> [Task brief]: In the rows below, copy word for word everything from the line containing "I'd really appreciate a bounding box for the heart-shaped lock" through the last of the rows, with both ends included.

> [Records supplied]:
--

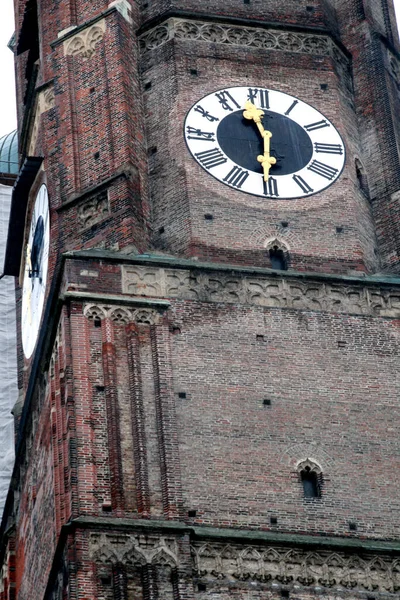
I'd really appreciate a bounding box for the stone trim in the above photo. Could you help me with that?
[89,533,178,567]
[28,84,56,156]
[121,265,400,319]
[63,18,106,60]
[89,532,400,593]
[192,543,400,592]
[139,18,348,63]
[83,304,161,325]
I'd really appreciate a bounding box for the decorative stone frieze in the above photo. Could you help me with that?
[63,19,106,59]
[139,18,352,90]
[89,533,178,567]
[84,304,160,325]
[139,18,344,58]
[78,190,110,229]
[192,543,400,592]
[28,85,55,156]
[122,265,400,318]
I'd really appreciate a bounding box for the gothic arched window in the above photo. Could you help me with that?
[297,459,323,498]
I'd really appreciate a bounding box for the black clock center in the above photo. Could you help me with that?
[217,110,313,176]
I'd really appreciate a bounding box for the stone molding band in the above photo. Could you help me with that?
[122,265,400,319]
[139,18,348,63]
[83,303,161,325]
[192,543,400,592]
[89,533,400,593]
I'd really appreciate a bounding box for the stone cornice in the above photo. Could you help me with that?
[139,17,347,62]
[64,251,400,319]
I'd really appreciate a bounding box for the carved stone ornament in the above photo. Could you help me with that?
[139,18,344,58]
[78,190,110,229]
[89,533,178,568]
[122,265,400,319]
[28,86,55,156]
[83,304,160,325]
[192,543,400,592]
[63,19,106,59]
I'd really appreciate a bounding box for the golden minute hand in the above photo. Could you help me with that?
[24,244,32,325]
[243,100,276,181]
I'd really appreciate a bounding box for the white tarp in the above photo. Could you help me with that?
[0,184,18,518]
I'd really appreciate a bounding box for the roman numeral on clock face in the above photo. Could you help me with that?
[293,175,314,194]
[307,160,339,181]
[314,143,343,154]
[195,148,228,170]
[304,119,331,131]
[215,91,241,112]
[285,100,299,116]
[194,105,219,123]
[262,175,279,197]
[224,166,249,189]
[187,125,215,142]
[248,88,269,109]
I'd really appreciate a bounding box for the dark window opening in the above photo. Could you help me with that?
[301,467,321,498]
[269,246,287,271]
[356,160,369,196]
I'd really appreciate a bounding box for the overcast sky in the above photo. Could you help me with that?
[0,0,400,136]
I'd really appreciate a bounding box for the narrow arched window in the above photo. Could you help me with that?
[300,467,321,498]
[355,158,369,197]
[269,246,287,271]
[297,458,323,499]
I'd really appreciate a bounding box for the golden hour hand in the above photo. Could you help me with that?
[243,100,276,181]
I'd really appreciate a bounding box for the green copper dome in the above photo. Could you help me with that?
[0,130,19,175]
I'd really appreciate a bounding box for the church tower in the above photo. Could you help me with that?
[0,0,400,600]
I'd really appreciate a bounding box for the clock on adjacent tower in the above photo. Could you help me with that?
[185,87,345,199]
[21,184,50,358]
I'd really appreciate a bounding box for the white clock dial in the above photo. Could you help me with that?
[184,87,346,200]
[21,184,50,358]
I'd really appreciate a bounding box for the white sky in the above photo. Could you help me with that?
[0,0,400,137]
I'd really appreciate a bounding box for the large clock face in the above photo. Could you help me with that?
[21,185,50,358]
[185,87,345,200]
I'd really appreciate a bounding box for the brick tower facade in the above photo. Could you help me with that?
[0,0,400,600]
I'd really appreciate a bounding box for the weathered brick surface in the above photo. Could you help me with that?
[4,0,400,600]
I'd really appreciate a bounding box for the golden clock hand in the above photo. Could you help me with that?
[25,244,32,325]
[243,100,276,181]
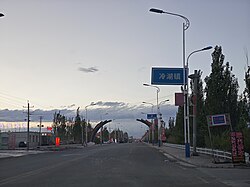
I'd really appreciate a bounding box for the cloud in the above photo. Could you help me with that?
[78,67,99,73]
[95,101,126,107]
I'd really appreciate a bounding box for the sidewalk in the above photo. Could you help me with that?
[0,149,45,159]
[0,143,95,159]
[147,144,241,168]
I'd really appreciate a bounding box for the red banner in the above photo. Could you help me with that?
[231,132,245,163]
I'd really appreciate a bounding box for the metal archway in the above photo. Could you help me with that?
[90,120,112,142]
[136,119,152,128]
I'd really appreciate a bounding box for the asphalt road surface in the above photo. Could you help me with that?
[0,143,250,187]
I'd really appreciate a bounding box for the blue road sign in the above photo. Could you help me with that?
[147,114,157,119]
[151,67,187,85]
[212,114,227,125]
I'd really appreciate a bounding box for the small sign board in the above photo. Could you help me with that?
[175,93,184,106]
[231,132,245,163]
[207,114,231,127]
[151,67,187,85]
[147,114,157,119]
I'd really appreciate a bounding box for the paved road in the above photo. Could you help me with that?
[0,143,250,187]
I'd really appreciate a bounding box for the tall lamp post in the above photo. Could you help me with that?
[85,102,96,146]
[143,84,161,147]
[187,46,213,156]
[149,8,190,158]
[142,101,154,145]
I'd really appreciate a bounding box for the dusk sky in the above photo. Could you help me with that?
[0,0,250,137]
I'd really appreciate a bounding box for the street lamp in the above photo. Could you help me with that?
[100,112,109,145]
[142,101,154,145]
[143,84,161,147]
[149,8,190,157]
[82,102,96,146]
[187,46,213,156]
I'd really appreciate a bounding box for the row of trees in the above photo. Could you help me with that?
[166,46,250,152]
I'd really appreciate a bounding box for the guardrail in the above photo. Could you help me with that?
[163,143,232,160]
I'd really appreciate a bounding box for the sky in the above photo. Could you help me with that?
[0,0,250,137]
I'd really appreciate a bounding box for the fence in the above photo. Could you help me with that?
[163,143,232,160]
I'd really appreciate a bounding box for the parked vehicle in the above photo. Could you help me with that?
[18,142,27,147]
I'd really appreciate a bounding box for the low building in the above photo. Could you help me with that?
[0,132,39,149]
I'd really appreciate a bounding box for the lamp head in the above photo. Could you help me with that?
[202,46,213,51]
[149,8,164,14]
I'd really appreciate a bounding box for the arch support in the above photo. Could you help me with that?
[136,119,152,128]
[90,120,112,142]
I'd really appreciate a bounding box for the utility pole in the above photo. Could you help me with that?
[188,70,200,156]
[24,101,34,151]
[37,116,43,146]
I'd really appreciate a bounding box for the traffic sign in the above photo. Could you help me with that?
[151,67,187,85]
[147,114,157,119]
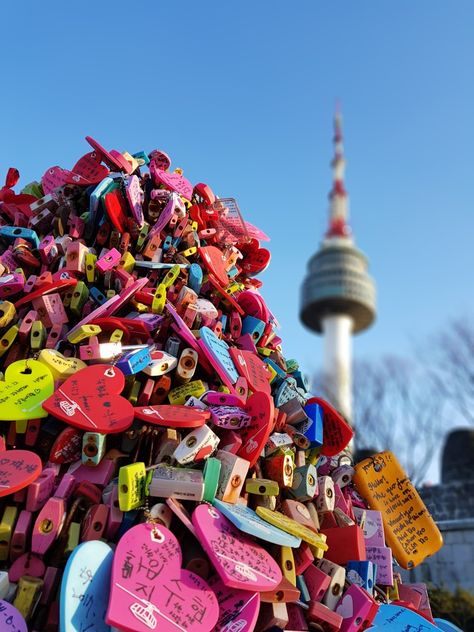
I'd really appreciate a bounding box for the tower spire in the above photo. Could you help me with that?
[326,104,351,238]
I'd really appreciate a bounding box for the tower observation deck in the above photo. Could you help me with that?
[300,112,375,420]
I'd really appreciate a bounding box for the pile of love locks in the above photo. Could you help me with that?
[0,137,455,632]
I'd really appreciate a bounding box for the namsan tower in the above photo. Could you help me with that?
[300,111,375,421]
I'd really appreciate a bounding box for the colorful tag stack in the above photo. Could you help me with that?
[0,137,448,632]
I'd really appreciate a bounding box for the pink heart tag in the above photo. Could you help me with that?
[229,347,272,395]
[192,504,282,591]
[43,364,133,433]
[0,450,43,496]
[209,575,260,632]
[149,160,193,200]
[237,392,275,468]
[72,151,109,184]
[105,524,219,632]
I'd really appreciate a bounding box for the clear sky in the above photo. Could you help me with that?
[0,0,474,390]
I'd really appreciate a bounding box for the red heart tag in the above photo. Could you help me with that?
[229,347,272,395]
[72,151,109,184]
[192,505,282,591]
[240,248,271,275]
[198,246,229,287]
[0,450,43,496]
[41,165,92,195]
[133,404,211,428]
[149,161,193,200]
[43,364,133,433]
[105,524,219,632]
[237,392,275,468]
[306,397,354,456]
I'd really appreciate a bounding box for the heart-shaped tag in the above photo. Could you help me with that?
[38,349,87,381]
[336,595,354,619]
[72,151,109,184]
[148,160,193,200]
[43,364,133,433]
[306,397,354,456]
[229,347,272,395]
[106,524,219,632]
[59,540,114,632]
[198,246,229,287]
[192,505,282,592]
[199,327,239,387]
[125,176,144,226]
[41,165,92,195]
[0,450,43,496]
[237,392,275,468]
[0,360,54,421]
[0,599,28,632]
[209,575,260,632]
[133,404,211,428]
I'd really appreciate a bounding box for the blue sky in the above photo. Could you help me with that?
[0,0,474,400]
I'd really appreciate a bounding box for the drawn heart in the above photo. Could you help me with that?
[0,599,28,632]
[229,347,272,395]
[336,595,354,619]
[59,540,114,632]
[199,327,239,386]
[192,505,282,592]
[209,575,260,632]
[198,246,229,287]
[38,349,87,381]
[306,397,354,456]
[0,360,54,421]
[237,391,275,468]
[133,404,211,428]
[72,151,109,184]
[0,450,43,496]
[41,165,92,195]
[148,160,193,200]
[43,364,133,433]
[105,524,219,632]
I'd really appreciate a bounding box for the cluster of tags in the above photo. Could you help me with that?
[0,137,455,632]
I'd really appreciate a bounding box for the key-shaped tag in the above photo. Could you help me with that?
[133,404,211,428]
[199,327,239,387]
[192,505,282,591]
[209,575,260,632]
[59,540,114,632]
[106,524,219,632]
[0,599,28,632]
[42,364,133,433]
[0,360,54,421]
[213,498,301,548]
[0,450,42,497]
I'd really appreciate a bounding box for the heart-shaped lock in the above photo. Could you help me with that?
[106,524,219,632]
[237,391,275,468]
[72,151,109,184]
[209,575,260,632]
[199,327,239,386]
[306,397,354,456]
[198,246,229,287]
[133,404,211,428]
[0,450,43,497]
[229,347,272,395]
[43,364,133,433]
[149,160,193,200]
[38,349,87,381]
[59,540,114,632]
[192,505,282,592]
[0,360,54,421]
[0,599,28,632]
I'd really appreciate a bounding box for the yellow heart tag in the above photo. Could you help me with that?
[0,360,54,421]
[38,349,87,382]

--

> [Finished answer]:
I'd really appreciate a bounding box for the heart-shaped lock in the above photo. Could you help me with that?
[106,524,219,632]
[237,391,275,468]
[72,151,109,184]
[209,575,260,632]
[199,327,239,386]
[306,397,354,456]
[198,246,229,287]
[133,404,211,428]
[0,450,43,497]
[229,347,272,395]
[43,364,133,433]
[149,160,193,200]
[38,349,87,381]
[59,540,114,632]
[192,505,282,592]
[0,360,54,421]
[0,599,28,632]
I'd really appreciate a bounding box for the yellow heart tag in the above photo. Could you help me with that?
[0,360,54,421]
[38,349,87,382]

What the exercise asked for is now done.